Given task — Tally how many lines of the records below contain the string "cloud" and reply with that number alone.

Source material —
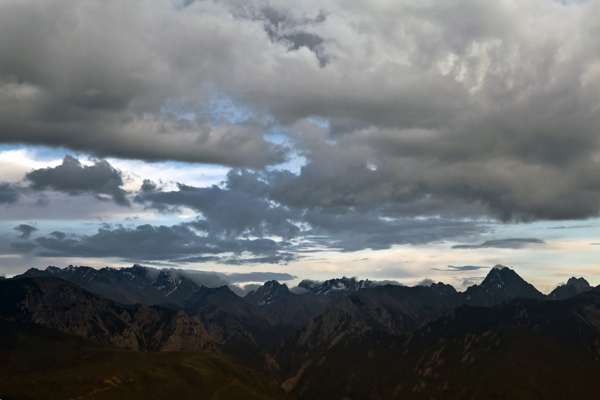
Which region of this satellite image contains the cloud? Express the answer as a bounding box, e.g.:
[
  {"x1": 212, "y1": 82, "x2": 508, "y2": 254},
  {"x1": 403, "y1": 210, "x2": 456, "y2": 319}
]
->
[
  {"x1": 28, "y1": 222, "x2": 296, "y2": 264},
  {"x1": 373, "y1": 280, "x2": 404, "y2": 286},
  {"x1": 0, "y1": 182, "x2": 19, "y2": 204},
  {"x1": 25, "y1": 155, "x2": 129, "y2": 206},
  {"x1": 431, "y1": 265, "x2": 489, "y2": 271},
  {"x1": 10, "y1": 242, "x2": 37, "y2": 254},
  {"x1": 452, "y1": 238, "x2": 545, "y2": 249},
  {"x1": 195, "y1": 271, "x2": 297, "y2": 283},
  {"x1": 14, "y1": 224, "x2": 38, "y2": 239}
]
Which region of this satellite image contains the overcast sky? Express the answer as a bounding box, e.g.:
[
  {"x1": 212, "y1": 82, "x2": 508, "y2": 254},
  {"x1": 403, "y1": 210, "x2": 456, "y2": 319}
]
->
[{"x1": 0, "y1": 0, "x2": 600, "y2": 291}]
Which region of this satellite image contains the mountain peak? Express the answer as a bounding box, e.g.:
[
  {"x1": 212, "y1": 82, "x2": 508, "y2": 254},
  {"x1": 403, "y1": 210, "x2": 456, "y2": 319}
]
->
[
  {"x1": 464, "y1": 265, "x2": 545, "y2": 306},
  {"x1": 244, "y1": 280, "x2": 292, "y2": 306},
  {"x1": 298, "y1": 276, "x2": 375, "y2": 297},
  {"x1": 548, "y1": 277, "x2": 592, "y2": 300}
]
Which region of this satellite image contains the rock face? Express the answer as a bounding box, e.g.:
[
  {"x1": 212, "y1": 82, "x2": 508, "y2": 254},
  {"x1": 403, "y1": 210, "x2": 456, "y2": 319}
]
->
[
  {"x1": 184, "y1": 286, "x2": 281, "y2": 348},
  {"x1": 244, "y1": 281, "x2": 331, "y2": 336},
  {"x1": 274, "y1": 285, "x2": 458, "y2": 389},
  {"x1": 16, "y1": 265, "x2": 200, "y2": 310},
  {"x1": 292, "y1": 289, "x2": 600, "y2": 400},
  {"x1": 461, "y1": 265, "x2": 545, "y2": 307},
  {"x1": 298, "y1": 276, "x2": 375, "y2": 298},
  {"x1": 548, "y1": 277, "x2": 592, "y2": 300},
  {"x1": 0, "y1": 277, "x2": 218, "y2": 351}
]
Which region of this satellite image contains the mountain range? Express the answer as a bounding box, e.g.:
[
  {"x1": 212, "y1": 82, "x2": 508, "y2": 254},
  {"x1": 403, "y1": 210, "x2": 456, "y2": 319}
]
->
[{"x1": 0, "y1": 265, "x2": 600, "y2": 399}]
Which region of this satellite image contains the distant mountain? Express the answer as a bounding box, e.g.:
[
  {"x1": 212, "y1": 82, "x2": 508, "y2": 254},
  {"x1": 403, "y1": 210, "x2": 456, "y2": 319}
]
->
[
  {"x1": 291, "y1": 289, "x2": 600, "y2": 400},
  {"x1": 13, "y1": 264, "x2": 200, "y2": 310},
  {"x1": 0, "y1": 277, "x2": 217, "y2": 351},
  {"x1": 244, "y1": 281, "x2": 294, "y2": 307},
  {"x1": 244, "y1": 281, "x2": 331, "y2": 336},
  {"x1": 274, "y1": 285, "x2": 458, "y2": 390},
  {"x1": 184, "y1": 286, "x2": 281, "y2": 348},
  {"x1": 548, "y1": 277, "x2": 592, "y2": 300},
  {"x1": 461, "y1": 265, "x2": 545, "y2": 307},
  {"x1": 298, "y1": 276, "x2": 375, "y2": 298}
]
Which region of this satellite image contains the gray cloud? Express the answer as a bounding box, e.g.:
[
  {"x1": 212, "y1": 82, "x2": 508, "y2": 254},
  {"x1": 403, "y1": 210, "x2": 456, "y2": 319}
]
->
[
  {"x1": 14, "y1": 224, "x2": 38, "y2": 239},
  {"x1": 10, "y1": 242, "x2": 37, "y2": 254},
  {"x1": 452, "y1": 238, "x2": 545, "y2": 249},
  {"x1": 431, "y1": 265, "x2": 489, "y2": 271},
  {"x1": 25, "y1": 155, "x2": 129, "y2": 206},
  {"x1": 186, "y1": 270, "x2": 296, "y2": 283},
  {"x1": 28, "y1": 222, "x2": 296, "y2": 264},
  {"x1": 417, "y1": 278, "x2": 435, "y2": 286},
  {"x1": 0, "y1": 183, "x2": 19, "y2": 204},
  {"x1": 373, "y1": 280, "x2": 404, "y2": 286}
]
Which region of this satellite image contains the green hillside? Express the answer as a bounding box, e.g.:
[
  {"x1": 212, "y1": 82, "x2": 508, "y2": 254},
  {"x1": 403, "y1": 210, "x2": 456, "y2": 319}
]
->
[{"x1": 0, "y1": 322, "x2": 286, "y2": 400}]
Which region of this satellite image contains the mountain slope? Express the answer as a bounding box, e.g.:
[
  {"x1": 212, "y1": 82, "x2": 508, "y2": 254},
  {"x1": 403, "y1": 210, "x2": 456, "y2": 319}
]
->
[
  {"x1": 461, "y1": 265, "x2": 545, "y2": 307},
  {"x1": 16, "y1": 265, "x2": 200, "y2": 309},
  {"x1": 292, "y1": 289, "x2": 600, "y2": 400},
  {"x1": 548, "y1": 277, "x2": 592, "y2": 300},
  {"x1": 0, "y1": 277, "x2": 217, "y2": 351},
  {"x1": 184, "y1": 286, "x2": 281, "y2": 348},
  {"x1": 274, "y1": 285, "x2": 458, "y2": 390},
  {"x1": 298, "y1": 276, "x2": 375, "y2": 298},
  {"x1": 0, "y1": 321, "x2": 287, "y2": 400}
]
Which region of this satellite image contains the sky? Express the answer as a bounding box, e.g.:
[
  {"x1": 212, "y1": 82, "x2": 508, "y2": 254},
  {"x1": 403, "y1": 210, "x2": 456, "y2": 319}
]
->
[{"x1": 0, "y1": 0, "x2": 600, "y2": 292}]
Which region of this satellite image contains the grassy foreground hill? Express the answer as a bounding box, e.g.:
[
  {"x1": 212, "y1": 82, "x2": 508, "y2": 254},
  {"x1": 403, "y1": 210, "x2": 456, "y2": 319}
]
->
[{"x1": 0, "y1": 321, "x2": 287, "y2": 400}]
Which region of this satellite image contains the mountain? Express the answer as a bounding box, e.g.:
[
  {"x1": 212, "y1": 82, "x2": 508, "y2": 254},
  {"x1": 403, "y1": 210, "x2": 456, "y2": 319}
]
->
[
  {"x1": 0, "y1": 321, "x2": 288, "y2": 400},
  {"x1": 13, "y1": 264, "x2": 200, "y2": 310},
  {"x1": 298, "y1": 276, "x2": 375, "y2": 298},
  {"x1": 184, "y1": 286, "x2": 281, "y2": 348},
  {"x1": 548, "y1": 277, "x2": 592, "y2": 300},
  {"x1": 461, "y1": 265, "x2": 545, "y2": 307},
  {"x1": 291, "y1": 288, "x2": 600, "y2": 400},
  {"x1": 244, "y1": 281, "x2": 294, "y2": 307},
  {"x1": 274, "y1": 285, "x2": 458, "y2": 390},
  {"x1": 0, "y1": 277, "x2": 217, "y2": 351},
  {"x1": 244, "y1": 281, "x2": 331, "y2": 336}
]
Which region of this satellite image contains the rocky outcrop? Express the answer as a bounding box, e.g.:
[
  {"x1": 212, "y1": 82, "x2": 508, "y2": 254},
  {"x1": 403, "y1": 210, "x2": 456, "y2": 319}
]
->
[
  {"x1": 0, "y1": 277, "x2": 217, "y2": 351},
  {"x1": 548, "y1": 277, "x2": 592, "y2": 300}
]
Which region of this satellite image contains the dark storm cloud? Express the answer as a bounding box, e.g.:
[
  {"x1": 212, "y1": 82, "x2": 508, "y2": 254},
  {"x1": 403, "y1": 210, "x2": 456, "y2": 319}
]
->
[
  {"x1": 373, "y1": 280, "x2": 404, "y2": 286},
  {"x1": 452, "y1": 238, "x2": 545, "y2": 249},
  {"x1": 417, "y1": 278, "x2": 435, "y2": 286},
  {"x1": 186, "y1": 270, "x2": 296, "y2": 283},
  {"x1": 50, "y1": 231, "x2": 67, "y2": 240},
  {"x1": 134, "y1": 174, "x2": 300, "y2": 239},
  {"x1": 134, "y1": 170, "x2": 485, "y2": 252},
  {"x1": 0, "y1": 0, "x2": 600, "y2": 262},
  {"x1": 29, "y1": 223, "x2": 287, "y2": 263},
  {"x1": 0, "y1": 183, "x2": 19, "y2": 204},
  {"x1": 14, "y1": 224, "x2": 38, "y2": 239},
  {"x1": 431, "y1": 265, "x2": 489, "y2": 271},
  {"x1": 10, "y1": 242, "x2": 37, "y2": 254},
  {"x1": 25, "y1": 155, "x2": 129, "y2": 206}
]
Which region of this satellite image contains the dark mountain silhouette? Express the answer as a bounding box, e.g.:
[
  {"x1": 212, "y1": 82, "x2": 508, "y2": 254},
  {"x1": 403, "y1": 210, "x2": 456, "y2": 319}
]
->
[
  {"x1": 292, "y1": 289, "x2": 600, "y2": 400},
  {"x1": 0, "y1": 277, "x2": 217, "y2": 351},
  {"x1": 548, "y1": 277, "x2": 592, "y2": 300},
  {"x1": 461, "y1": 265, "x2": 545, "y2": 307},
  {"x1": 15, "y1": 264, "x2": 200, "y2": 310},
  {"x1": 0, "y1": 321, "x2": 288, "y2": 400},
  {"x1": 244, "y1": 281, "x2": 330, "y2": 336},
  {"x1": 298, "y1": 276, "x2": 375, "y2": 298},
  {"x1": 184, "y1": 286, "x2": 281, "y2": 348},
  {"x1": 244, "y1": 281, "x2": 294, "y2": 307},
  {"x1": 274, "y1": 285, "x2": 458, "y2": 390}
]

Reply to the task — 3